To be done:
Copy every entry below word for word, leaving out the pictures.

Record set:
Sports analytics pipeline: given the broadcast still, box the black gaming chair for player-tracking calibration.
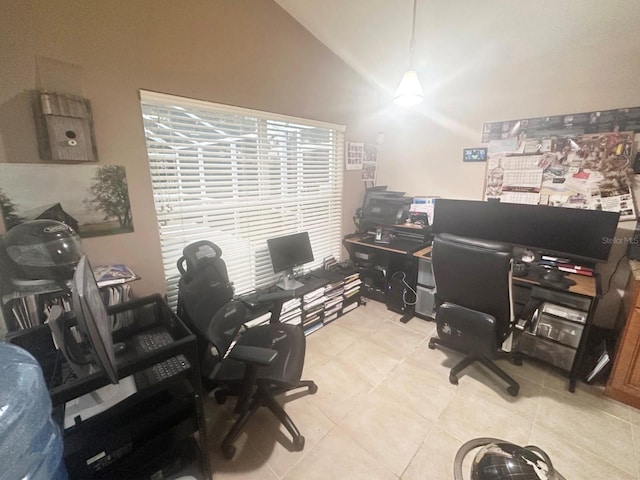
[178,241,317,459]
[429,233,522,397]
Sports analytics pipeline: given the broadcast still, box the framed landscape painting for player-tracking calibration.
[0,163,133,238]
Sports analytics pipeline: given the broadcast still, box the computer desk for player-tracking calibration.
[343,231,429,323]
[414,246,602,392]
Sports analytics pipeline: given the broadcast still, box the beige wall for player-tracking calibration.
[0,0,376,295]
[0,0,640,324]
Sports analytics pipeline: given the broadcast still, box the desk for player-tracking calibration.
[245,268,360,335]
[414,246,601,392]
[11,295,211,480]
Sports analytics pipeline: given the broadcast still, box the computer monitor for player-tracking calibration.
[267,232,313,290]
[431,198,620,263]
[49,255,118,384]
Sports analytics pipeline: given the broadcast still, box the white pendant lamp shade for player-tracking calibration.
[393,70,424,107]
[393,0,424,107]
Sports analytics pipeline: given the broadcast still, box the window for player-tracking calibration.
[141,91,344,306]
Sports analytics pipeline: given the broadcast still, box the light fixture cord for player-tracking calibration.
[409,0,418,68]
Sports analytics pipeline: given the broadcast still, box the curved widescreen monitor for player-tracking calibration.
[267,232,313,290]
[71,255,118,383]
[431,198,620,262]
[267,232,313,273]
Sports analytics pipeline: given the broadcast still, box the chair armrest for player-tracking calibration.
[229,345,278,367]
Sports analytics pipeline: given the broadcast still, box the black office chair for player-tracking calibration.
[178,241,317,459]
[429,233,522,397]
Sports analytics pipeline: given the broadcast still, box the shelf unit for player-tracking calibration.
[8,295,211,480]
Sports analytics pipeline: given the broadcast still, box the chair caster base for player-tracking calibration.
[222,445,236,460]
[213,390,228,405]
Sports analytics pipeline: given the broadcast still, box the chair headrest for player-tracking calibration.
[177,240,222,275]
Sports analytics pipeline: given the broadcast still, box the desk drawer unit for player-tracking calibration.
[534,313,584,348]
[415,285,436,318]
[418,258,436,287]
[518,332,576,371]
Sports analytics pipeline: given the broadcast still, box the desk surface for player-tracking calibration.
[344,236,424,255]
[413,245,599,298]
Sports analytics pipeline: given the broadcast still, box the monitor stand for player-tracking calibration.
[276,270,304,290]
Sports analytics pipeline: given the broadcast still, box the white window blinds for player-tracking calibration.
[140,91,344,306]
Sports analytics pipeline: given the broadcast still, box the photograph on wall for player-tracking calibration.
[0,163,133,238]
[345,142,364,170]
[485,131,636,220]
[362,143,378,182]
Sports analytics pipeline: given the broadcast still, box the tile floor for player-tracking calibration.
[206,301,640,480]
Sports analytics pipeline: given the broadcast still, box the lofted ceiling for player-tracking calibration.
[275,0,640,103]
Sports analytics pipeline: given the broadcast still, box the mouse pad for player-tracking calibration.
[527,265,576,290]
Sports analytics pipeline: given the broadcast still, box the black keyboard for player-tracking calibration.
[133,327,173,353]
[143,354,190,383]
[133,327,191,384]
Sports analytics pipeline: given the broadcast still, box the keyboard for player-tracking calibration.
[133,327,191,384]
[133,327,173,353]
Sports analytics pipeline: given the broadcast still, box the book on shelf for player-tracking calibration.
[93,263,140,287]
[342,302,359,315]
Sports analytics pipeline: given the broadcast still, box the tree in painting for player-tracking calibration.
[85,165,132,229]
[0,190,24,231]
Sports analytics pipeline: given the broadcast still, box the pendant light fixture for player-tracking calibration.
[393,0,424,107]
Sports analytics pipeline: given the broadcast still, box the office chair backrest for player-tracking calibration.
[206,301,248,359]
[432,233,512,341]
[177,240,233,353]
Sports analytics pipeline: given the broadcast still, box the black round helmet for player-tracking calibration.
[3,220,82,280]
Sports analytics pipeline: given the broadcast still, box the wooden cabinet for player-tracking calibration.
[604,260,640,408]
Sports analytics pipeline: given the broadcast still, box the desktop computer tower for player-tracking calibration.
[386,277,415,314]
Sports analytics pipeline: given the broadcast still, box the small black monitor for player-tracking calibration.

Expected output:
Sports analytics pipeline: given the broadcast still, box the black gaming chair for player-tracking calibration.
[178,241,317,459]
[429,233,522,397]
Sports analytics pipeline: given the broadcast still, box the framed landscape painting for player-tracking calibration.
[0,163,133,238]
Sports analytics pipeline: given the broadcast still, box the computer desk for player-tracking calibration.
[343,231,429,323]
[414,246,602,392]
Sports analytics pipeline: given the broadcast still, box the beige wall for player-tracking calibration.
[0,0,376,295]
[0,0,640,324]
Sports analytics pipeline: given the broadcast still, box the desk for player-tracking calibration.
[245,268,360,335]
[414,246,601,392]
[11,295,211,480]
Sports analytics pipeline: given the broadcast still, box the computer monitor for player-tracking calibration.
[267,232,313,290]
[431,198,620,263]
[49,255,118,384]
Sports analytics pipeline: given the broadcast still, box the white pendant lamp shade for player-tracking calibration.
[393,70,424,107]
[393,0,424,107]
Sports analytics pipeline: given the broadcast still, box the window for player-tracking calibration.
[141,91,344,306]
Sports analytics pipeline: given the broadcast still, box the light fixture cord for player-tracking calibration.
[409,0,418,68]
Sports analytics pipeline: given the broadcast still, box the curved widescreen monitor for player-tracking calibration.
[267,232,313,290]
[71,255,118,383]
[431,198,620,262]
[267,232,313,273]
Sports analytics pipeline: given the broadcast still, box the chair armrest for player-tracking calibration.
[229,345,278,367]
Sports analytics pipeline: given the broadcast still, box the black office chair for player-tracking calibration.
[178,241,317,459]
[429,233,522,397]
Sports analytics pipeline: given the broadcast still, box the shelf unit for player-tracking calibration.
[8,295,211,480]
Sports analytics pipeline: given the broadcast still, box the chair caster base for player-tracking calibration.
[222,445,236,460]
[213,390,228,405]
Sports analytics pipeline: given the broadcast still, box the chair headrest for player-tracking calibration.
[177,240,222,275]
Sports analytics pipeline: given the broadcast still, box the desk drawer unit for player-tracking calibration.
[534,313,584,348]
[415,285,436,318]
[418,258,436,287]
[518,332,576,371]
Sports analytics pipeline: given the broadcast still, box the desk surface for player-tracking calibration.
[344,236,424,255]
[413,245,599,298]
Sports analytics pipeline: given the broadcast still, box the monitor stand for player-tracking calibration.
[276,270,304,290]
Sports analytics pipeline: given the broadcast still, box the white window blinds for player-tracking calibration.
[140,91,344,306]
Sports analytics pipeline: given the broadcast still, box the photograph on wall for player-tracking calibration.
[0,163,133,238]
[345,142,364,170]
[485,131,636,220]
[362,143,378,182]
Sports analytics pipeline: given the broadcast still, box the tile floor for player-tracking calibration.
[206,301,640,480]
Sports analytics pipeline: given the broadcast still, box the lofted ceiling for player-tracking calibration.
[275,0,640,103]
Sports analytics pipeline: given the broadcast still, box the mouse pad for player-tracking calibration.
[527,265,576,290]
Sports analytics pipeline: given the broadcast still, box the black keyboard for player-tracking calibration.
[133,327,173,353]
[143,354,190,383]
[133,327,191,384]
Sports analytics pipeline: given the broadcast still, box the keyboard for player-tracking calibration.
[133,327,191,384]
[133,327,173,353]
Sports analytics pipeline: given the broadcast still, box the book on shelf for player-tracking calibration.
[93,263,140,287]
[342,302,359,315]
Sports analytics pipeline: given the broadcast still, box the tree in painting for player-tracking calibration.
[85,165,132,229]
[0,190,24,231]
Sports analytics pipeline: given the broadcast still, box the pendant light fixture for player-tracking calibration.
[393,0,424,107]
Sports analytics pipeline: given the broadcast still, box the office chair backrest for player-tracking calibration.
[206,301,248,359]
[432,233,512,341]
[177,240,233,353]
Sports analytics pipeline: given the broadcast still, box the black round helmet for player-tracking calibration.
[3,220,82,280]
Sports analytics pipeline: given the broadcast still, box the wooden cabinet for player-tracking calibration.
[604,260,640,408]
Sports analytics pipeline: given the broadcast still, box the desktop computer tower for player-tracking calibration.
[386,277,415,314]
Sports analytics pipeline: given the broadcast still, box the small black monitor for player-tracking calibration.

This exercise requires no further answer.